→ **Problem description**
Quote every row below verbatim, from the first to the last.

→ **Data**
⟨

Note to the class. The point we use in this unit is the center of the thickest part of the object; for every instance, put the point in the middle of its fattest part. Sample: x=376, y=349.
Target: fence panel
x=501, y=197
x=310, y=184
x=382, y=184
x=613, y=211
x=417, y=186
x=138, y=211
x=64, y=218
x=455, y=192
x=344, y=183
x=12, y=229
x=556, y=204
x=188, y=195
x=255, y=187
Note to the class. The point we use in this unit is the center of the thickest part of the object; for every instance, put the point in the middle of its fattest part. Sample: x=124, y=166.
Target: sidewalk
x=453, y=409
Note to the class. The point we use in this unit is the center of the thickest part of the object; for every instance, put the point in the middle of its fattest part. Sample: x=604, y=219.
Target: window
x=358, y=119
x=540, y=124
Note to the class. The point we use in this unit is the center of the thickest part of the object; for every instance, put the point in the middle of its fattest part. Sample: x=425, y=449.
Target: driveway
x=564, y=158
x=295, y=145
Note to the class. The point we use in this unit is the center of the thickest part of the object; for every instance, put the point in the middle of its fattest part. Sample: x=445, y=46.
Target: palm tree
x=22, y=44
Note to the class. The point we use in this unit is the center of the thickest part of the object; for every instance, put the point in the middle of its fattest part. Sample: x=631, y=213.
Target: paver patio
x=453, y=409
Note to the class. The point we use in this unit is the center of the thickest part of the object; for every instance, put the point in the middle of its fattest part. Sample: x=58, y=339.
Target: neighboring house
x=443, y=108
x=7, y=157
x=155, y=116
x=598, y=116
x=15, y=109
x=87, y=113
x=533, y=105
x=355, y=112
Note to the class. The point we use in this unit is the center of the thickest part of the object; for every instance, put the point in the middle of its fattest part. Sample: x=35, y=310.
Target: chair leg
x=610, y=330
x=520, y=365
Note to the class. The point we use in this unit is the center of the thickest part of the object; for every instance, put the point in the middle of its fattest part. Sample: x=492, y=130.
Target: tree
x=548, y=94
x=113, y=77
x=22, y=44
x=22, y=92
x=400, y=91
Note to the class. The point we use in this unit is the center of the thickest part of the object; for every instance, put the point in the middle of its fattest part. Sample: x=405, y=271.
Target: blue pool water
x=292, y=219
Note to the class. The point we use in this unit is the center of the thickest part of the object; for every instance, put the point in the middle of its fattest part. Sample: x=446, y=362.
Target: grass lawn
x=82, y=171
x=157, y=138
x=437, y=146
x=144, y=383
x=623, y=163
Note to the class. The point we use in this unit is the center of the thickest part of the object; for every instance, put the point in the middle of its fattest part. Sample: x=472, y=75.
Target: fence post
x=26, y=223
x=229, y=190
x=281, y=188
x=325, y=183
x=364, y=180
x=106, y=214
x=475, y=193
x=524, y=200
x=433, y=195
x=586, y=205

⟩

→ **Task answer**
Note to the class. The point we use in this unit is the center of the thickest part of the object; for every instance, put the point in the middle of its fattest part. Sample: x=376, y=349.
Target: fence panel
x=501, y=197
x=310, y=184
x=382, y=184
x=613, y=211
x=417, y=186
x=138, y=211
x=64, y=218
x=455, y=192
x=344, y=183
x=12, y=229
x=556, y=204
x=188, y=195
x=255, y=187
Note to the class. The point we use in this unit is the center of the thickest part of the object; for every instance, put the point in the middle of its fattest part. Sample: x=124, y=166.
Target: sidewalk
x=453, y=409
Note to the class. The point we use in this unit is the center of the thickest part of the object; for every instance, put the point in the middle of its fattest part. Sample: x=604, y=219.
Target: window
x=358, y=119
x=540, y=124
Note to the class. The point we use in this unit is the center of the thickest part of the object; for every instance, put the point in the middle of its fattest part. Sample: x=425, y=449.
Target: driveway
x=564, y=158
x=295, y=145
Note to the class. The point we use in this unit is the center of the thickest part of the object; for every instance, put the point in the middle of its fattest part. Sample: x=445, y=46.
Target: palm tree
x=22, y=44
Note to the class. The point we use in this unit is the center of the thickest part of the object; for every instance, put the point in the middle of its fattest part. Sample: x=631, y=213.
Target: paver patio
x=453, y=409
Note to the class. The point we use in this unit is the center of the thickest part of the object; for every instance, put the point in the middle of its fattest part. Sample: x=58, y=339.
Target: neighboring house
x=443, y=108
x=7, y=157
x=155, y=116
x=598, y=116
x=15, y=109
x=87, y=113
x=533, y=105
x=355, y=112
Note to the class. The point we use in this unit is the center of the thickest part of the object; for every instance, put the point in the middle of its fattest part. Sample: x=35, y=310.
Target: chair leg
x=610, y=330
x=520, y=365
Note to the class. The point we use in this unit is the center of the thickest part of the object; for every instance, put the point in the middle of its fattest part. Sample: x=492, y=130.
Target: tree
x=548, y=94
x=113, y=77
x=22, y=44
x=22, y=92
x=400, y=91
Note to the class. The point we use in this unit is the center of the thickest part of the object; for every instance, put the point in the middle of its fattest part. Sample: x=405, y=271.
Target: blue pool water
x=292, y=219
Note to the class. The point we use in this unit is the center of the thickest part of the object; for every instance, put the point in the middle of its fattest part. Sample: x=446, y=362.
Target: grass lawn
x=82, y=171
x=157, y=138
x=437, y=146
x=144, y=383
x=623, y=163
Note to the class. The point we use in this unit is the center of the thickest part of the object; for every instance, put the point in the middle of its fattest part. Sample: x=472, y=75.
Target: fence post
x=26, y=223
x=229, y=190
x=281, y=188
x=325, y=183
x=364, y=180
x=106, y=214
x=475, y=193
x=524, y=200
x=433, y=195
x=586, y=205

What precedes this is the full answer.